Supplied information -
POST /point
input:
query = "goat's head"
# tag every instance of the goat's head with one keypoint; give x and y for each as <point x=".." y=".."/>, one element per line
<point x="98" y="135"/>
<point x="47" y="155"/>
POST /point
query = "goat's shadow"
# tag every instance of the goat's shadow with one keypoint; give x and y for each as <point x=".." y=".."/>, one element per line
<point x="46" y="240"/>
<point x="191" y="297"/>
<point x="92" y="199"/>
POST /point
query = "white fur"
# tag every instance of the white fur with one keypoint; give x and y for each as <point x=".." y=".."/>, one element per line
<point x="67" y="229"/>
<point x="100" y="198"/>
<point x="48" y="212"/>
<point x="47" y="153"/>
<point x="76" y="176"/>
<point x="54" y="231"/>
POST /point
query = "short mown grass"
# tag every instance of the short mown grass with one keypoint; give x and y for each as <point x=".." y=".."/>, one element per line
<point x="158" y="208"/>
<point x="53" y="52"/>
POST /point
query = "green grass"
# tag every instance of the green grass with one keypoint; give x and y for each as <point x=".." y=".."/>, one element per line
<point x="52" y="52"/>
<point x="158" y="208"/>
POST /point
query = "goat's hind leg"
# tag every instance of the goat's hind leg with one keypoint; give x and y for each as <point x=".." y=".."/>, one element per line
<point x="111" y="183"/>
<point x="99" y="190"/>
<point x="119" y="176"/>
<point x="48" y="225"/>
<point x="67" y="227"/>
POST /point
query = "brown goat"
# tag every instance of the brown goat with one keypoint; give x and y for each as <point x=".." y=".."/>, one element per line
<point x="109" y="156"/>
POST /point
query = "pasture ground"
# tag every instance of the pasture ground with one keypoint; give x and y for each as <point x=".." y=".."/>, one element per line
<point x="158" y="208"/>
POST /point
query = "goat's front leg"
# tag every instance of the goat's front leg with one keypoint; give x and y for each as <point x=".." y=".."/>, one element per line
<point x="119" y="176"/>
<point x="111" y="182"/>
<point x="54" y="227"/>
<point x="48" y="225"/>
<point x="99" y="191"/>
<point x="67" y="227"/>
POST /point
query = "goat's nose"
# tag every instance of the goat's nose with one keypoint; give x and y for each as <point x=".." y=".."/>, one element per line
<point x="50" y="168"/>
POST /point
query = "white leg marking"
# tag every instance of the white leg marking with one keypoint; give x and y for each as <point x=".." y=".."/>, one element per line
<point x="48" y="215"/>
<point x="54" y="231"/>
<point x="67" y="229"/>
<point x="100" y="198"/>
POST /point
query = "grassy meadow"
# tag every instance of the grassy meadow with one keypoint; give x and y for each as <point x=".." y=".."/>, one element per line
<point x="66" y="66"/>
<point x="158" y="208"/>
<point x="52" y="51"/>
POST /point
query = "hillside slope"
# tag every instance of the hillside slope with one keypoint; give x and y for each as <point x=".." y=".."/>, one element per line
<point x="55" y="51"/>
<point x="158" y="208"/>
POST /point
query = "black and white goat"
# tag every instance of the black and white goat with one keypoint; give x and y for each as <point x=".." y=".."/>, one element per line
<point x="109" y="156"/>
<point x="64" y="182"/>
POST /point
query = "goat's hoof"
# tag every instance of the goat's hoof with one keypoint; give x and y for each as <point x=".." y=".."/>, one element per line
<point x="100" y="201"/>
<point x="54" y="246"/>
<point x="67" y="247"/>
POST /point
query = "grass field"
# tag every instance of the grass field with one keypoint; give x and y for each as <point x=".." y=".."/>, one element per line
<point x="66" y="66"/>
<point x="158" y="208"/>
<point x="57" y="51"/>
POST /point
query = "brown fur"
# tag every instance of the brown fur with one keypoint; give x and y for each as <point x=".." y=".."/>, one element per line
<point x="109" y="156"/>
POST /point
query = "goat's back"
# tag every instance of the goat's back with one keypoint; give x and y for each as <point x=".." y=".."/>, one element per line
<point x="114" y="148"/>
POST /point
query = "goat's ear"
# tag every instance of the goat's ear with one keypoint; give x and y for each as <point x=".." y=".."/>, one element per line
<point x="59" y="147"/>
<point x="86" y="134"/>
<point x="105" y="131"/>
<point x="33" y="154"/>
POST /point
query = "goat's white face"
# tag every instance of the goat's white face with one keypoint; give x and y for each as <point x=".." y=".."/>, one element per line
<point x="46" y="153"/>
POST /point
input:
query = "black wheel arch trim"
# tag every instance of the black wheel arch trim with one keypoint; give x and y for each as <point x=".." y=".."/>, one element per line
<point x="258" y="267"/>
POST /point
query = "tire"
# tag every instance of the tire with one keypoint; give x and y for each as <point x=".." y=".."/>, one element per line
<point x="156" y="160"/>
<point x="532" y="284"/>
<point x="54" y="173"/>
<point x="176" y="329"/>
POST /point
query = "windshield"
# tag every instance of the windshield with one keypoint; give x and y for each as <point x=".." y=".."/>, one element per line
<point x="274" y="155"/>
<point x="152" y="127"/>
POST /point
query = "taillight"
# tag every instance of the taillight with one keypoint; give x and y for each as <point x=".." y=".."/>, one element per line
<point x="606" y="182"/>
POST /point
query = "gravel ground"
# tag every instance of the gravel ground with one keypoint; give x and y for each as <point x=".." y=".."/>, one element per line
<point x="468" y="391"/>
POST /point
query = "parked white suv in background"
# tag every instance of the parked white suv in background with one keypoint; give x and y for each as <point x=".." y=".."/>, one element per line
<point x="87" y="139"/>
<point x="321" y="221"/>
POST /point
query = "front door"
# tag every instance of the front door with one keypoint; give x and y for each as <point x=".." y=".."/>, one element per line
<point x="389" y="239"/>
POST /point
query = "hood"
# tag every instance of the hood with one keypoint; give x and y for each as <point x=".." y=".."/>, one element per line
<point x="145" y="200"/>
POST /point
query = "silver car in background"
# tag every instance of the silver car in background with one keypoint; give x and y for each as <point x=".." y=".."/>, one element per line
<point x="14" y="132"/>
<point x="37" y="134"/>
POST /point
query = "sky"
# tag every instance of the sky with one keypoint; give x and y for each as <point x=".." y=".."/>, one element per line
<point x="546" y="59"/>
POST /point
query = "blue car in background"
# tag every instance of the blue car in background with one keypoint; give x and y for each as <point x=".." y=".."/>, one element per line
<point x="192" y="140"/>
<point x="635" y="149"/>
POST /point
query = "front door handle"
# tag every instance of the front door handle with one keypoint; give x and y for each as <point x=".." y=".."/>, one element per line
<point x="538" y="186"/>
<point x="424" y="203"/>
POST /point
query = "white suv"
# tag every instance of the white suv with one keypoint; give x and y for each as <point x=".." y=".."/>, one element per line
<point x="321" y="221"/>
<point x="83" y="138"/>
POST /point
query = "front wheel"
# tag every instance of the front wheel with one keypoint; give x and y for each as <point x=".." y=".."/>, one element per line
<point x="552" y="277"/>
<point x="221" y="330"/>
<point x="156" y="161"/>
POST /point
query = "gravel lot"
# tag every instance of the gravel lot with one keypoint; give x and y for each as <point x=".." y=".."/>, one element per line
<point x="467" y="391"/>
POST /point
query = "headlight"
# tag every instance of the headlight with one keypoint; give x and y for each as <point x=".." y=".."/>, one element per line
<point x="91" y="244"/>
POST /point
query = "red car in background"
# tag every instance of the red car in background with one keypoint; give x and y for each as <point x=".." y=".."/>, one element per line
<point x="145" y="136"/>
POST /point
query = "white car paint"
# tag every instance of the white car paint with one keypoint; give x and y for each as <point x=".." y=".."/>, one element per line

Given exercise - Every record should be repeated exactly; please leave none out.

Solution for this problem -
POST /point
input:
query = "goat's head"
# tag every instance of the goat's head with one keypoint; give x and y for each as <point x=".." y=".."/>, one element per line
<point x="98" y="135"/>
<point x="47" y="155"/>
POST /point
query = "goat's shadow"
# tag every instance of the goat's shadow with one keypoint; give x and y for each as <point x=".." y=".."/>, one element per line
<point x="46" y="240"/>
<point x="191" y="297"/>
<point x="92" y="199"/>
POST /point
query = "white fur"
# tag every instance of the white fur with one keypoint; give x and y for each as <point x=".." y=".."/>, one element per line
<point x="67" y="229"/>
<point x="100" y="198"/>
<point x="48" y="212"/>
<point x="47" y="153"/>
<point x="76" y="176"/>
<point x="54" y="231"/>
POST /point
query = "short mown grass"
# tag every instance of the short mown grass with one keypoint; give x and y for each as <point x=".." y=".."/>, one element per line
<point x="158" y="208"/>
<point x="53" y="52"/>
POST /point
query = "green grass"
# tag every instance of the green grass with one keypoint; give x and y for each as <point x=".." y=".."/>, one element per line
<point x="52" y="52"/>
<point x="158" y="208"/>
POST /point
query = "goat's hind leg"
# tag every instance of the goat's hind leg with one keypoint; give x and y for each as <point x=".." y=".."/>, one element per line
<point x="111" y="183"/>
<point x="99" y="190"/>
<point x="119" y="176"/>
<point x="48" y="225"/>
<point x="67" y="227"/>
POST /point
query = "brown goat"
# tag every instance of the brown goat with one keypoint; give x and y for each as <point x=".." y=".."/>, one element per line
<point x="109" y="156"/>
POST /point
query = "pasture ground"
# tag every instance of the pasture ground with one keypoint; give x and y for each as <point x=".." y=".."/>, one element per line
<point x="158" y="208"/>
POST /point
query = "goat's front leg"
# tag every instance of the goat's front leg with one keypoint; give x and y for each as <point x=".." y=".."/>, one element per line
<point x="119" y="176"/>
<point x="111" y="182"/>
<point x="54" y="227"/>
<point x="48" y="225"/>
<point x="99" y="191"/>
<point x="67" y="227"/>
POST /point
query = "goat's nose"
# tag every instance of the goat's nose with one keypoint; give x and y for each as <point x=".." y=".."/>, one element per line
<point x="50" y="168"/>
POST /point
query = "white leg marking"
# tag every instance of the white leg marking with one keypoint; give x and y for each as <point x=".." y=".."/>, one element per line
<point x="48" y="215"/>
<point x="54" y="231"/>
<point x="67" y="229"/>
<point x="100" y="198"/>
POST /point
query = "grassy meadow"
# tag every instance of the grassy meadow with one keypoint; give x and y for each as <point x=".." y=".."/>, one element per line
<point x="66" y="66"/>
<point x="158" y="208"/>
<point x="52" y="51"/>
POST /point
query = "hillside slope"
# tag every instance of the hillside slope with one keypoint; give x and y for each as <point x=".." y=".."/>, one element per line
<point x="55" y="51"/>
<point x="158" y="208"/>
POST /point
query = "black and white goat"
# tag every instance of the black and white goat with one keypoint; give x and y for each as <point x=".." y=".."/>, one element per line
<point x="109" y="156"/>
<point x="64" y="182"/>
POST /point
query = "goat's hoof"
# tag every instance of the goat's hoof with one keypoint; give x and y for each as <point x=".." y=".."/>, one element per line
<point x="100" y="201"/>
<point x="54" y="246"/>
<point x="67" y="247"/>
POST /point
query = "grass field"
# tag every instance of the grass field with one keypoint; give x and y for each as <point x=".." y=".."/>, one element per line
<point x="66" y="66"/>
<point x="158" y="208"/>
<point x="57" y="51"/>
POST /point
query = "brown fur"
# tag every instance of the brown fur with one keypoint; give x and y for each as <point x=".." y=".."/>, one element per line
<point x="109" y="156"/>
POST /point
query = "goat's back"
# tag every instance of the goat's back with one keypoint; give x and y for each as <point x=".." y=".."/>, one element per line
<point x="114" y="148"/>
POST /point
query = "goat's ear"
# tag every instance of the goat's ear with one keypoint; give x and y for each as <point x=".." y=".."/>, one element per line
<point x="59" y="147"/>
<point x="86" y="134"/>
<point x="105" y="131"/>
<point x="33" y="154"/>
POST /point
query = "goat's white face"
# tag every instance of the goat's white face with one keypoint; give x and y for each as <point x=".." y=".."/>, one element per line
<point x="46" y="153"/>
POST /point
input:
query = "black wheel arch trim"
# tag every instance of the black wheel arch trim with one keypoint; give x and y for each as <point x=".." y=".."/>, one element per line
<point x="258" y="267"/>
POST /point
query = "tire"
# tag every instance of the tire with one keypoint; give x and y for each as <point x=".." y=".."/>, one element per line
<point x="156" y="160"/>
<point x="532" y="284"/>
<point x="54" y="173"/>
<point x="176" y="329"/>
POST /point
query = "windshield"
# tag every instance of the windshield with one keypoint; give x and y for each as <point x=".." y=".."/>, one element per line
<point x="274" y="155"/>
<point x="152" y="127"/>
POST /point
query = "taillight"
# tag every instance of the taillight with one keypoint; give x and y for each as <point x=".." y=".."/>, one element per line
<point x="606" y="182"/>
POST /point
query = "gravel ground"
# tag every instance of the gravel ground with one keypoint; give x and y for each as <point x=".." y=".."/>, one element per line
<point x="468" y="391"/>
POST /point
query = "parked white suv in background"
# tag every instance of the parked white suv in background with one keypoint; give x and y for each as <point x=".." y=".."/>, one element per line
<point x="87" y="139"/>
<point x="321" y="221"/>
POST /point
query = "front door"
# tag every instance of the front door with one keypoint; give x and y for each as <point x=".." y=".."/>, one element per line
<point x="389" y="239"/>
POST /point
query = "hood"
# tag every instance of the hood with one keypoint; give x and y for each as <point x=".." y=".."/>, one element per line
<point x="145" y="200"/>
POST /point
query = "silver car in background"
# tag every instance of the silver car in background with one keypoint; give x and y for each as <point x=".." y=".."/>, one element per line
<point x="14" y="132"/>
<point x="37" y="134"/>
POST /point
query = "sky"
# tag every instance of the sky with one keypoint; give x and y for each as <point x=".." y=".."/>, one element per line
<point x="546" y="59"/>
POST /point
query = "blue car in background"
# tag every instance of the blue car in background with one keypoint; give x and y for each as <point x=".." y=".."/>, one element per line
<point x="192" y="140"/>
<point x="635" y="149"/>
POST /point
query = "front door handle"
# tag every instance of the front door handle with one keypoint; give x and y for each as <point x=".." y=".."/>, one element per line
<point x="538" y="186"/>
<point x="424" y="203"/>
POST /point
query = "white suv"
# tag every instance of the white suv with one keypoint; give x and y for each as <point x=".." y=".."/>, one element per line
<point x="321" y="221"/>
<point x="83" y="138"/>
POST /point
query = "front wheel"
# tag every instance of the front wheel with one keypoint; give x and y for each as <point x=".." y=".."/>, one element per line
<point x="552" y="277"/>
<point x="221" y="330"/>
<point x="156" y="161"/>
POST /point
query = "gravel lot"
# tag every instance of the gravel lot with one keypoint; give x and y for each as <point x=".." y=".."/>, one element per line
<point x="467" y="391"/>
POST /point
query = "headlight"
# tag every instance of the headlight with one keypoint; give x and y for each as <point x=".." y=".."/>, one element per line
<point x="91" y="244"/>
POST /point
query = "red car in background"
# tag every instance of the red car in background with one keypoint; give x and y for each as <point x=".." y=".."/>, one element per line
<point x="145" y="136"/>
POST /point
query = "white car paint"
# tag every instance of the white car paint with one keypoint; give x and y for each as <point x=".." y=".."/>, one element per line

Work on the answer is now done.